Collected data:

========================

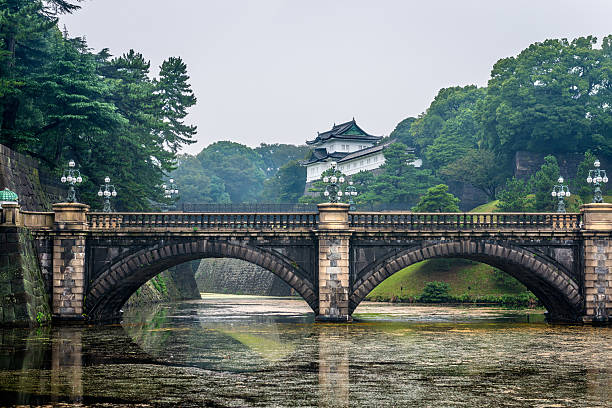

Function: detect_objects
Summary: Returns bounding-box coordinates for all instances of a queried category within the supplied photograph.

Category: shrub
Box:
[418,281,451,303]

========================

Beginning with the line that contains "Summary: Returns bounding-box", repeat every line through the end of the records and nothing more.

Summary: Returns bounding-box coordinates for all instances of a queried category within the supplied photograph.

Category: shrub
Box:
[418,281,451,303]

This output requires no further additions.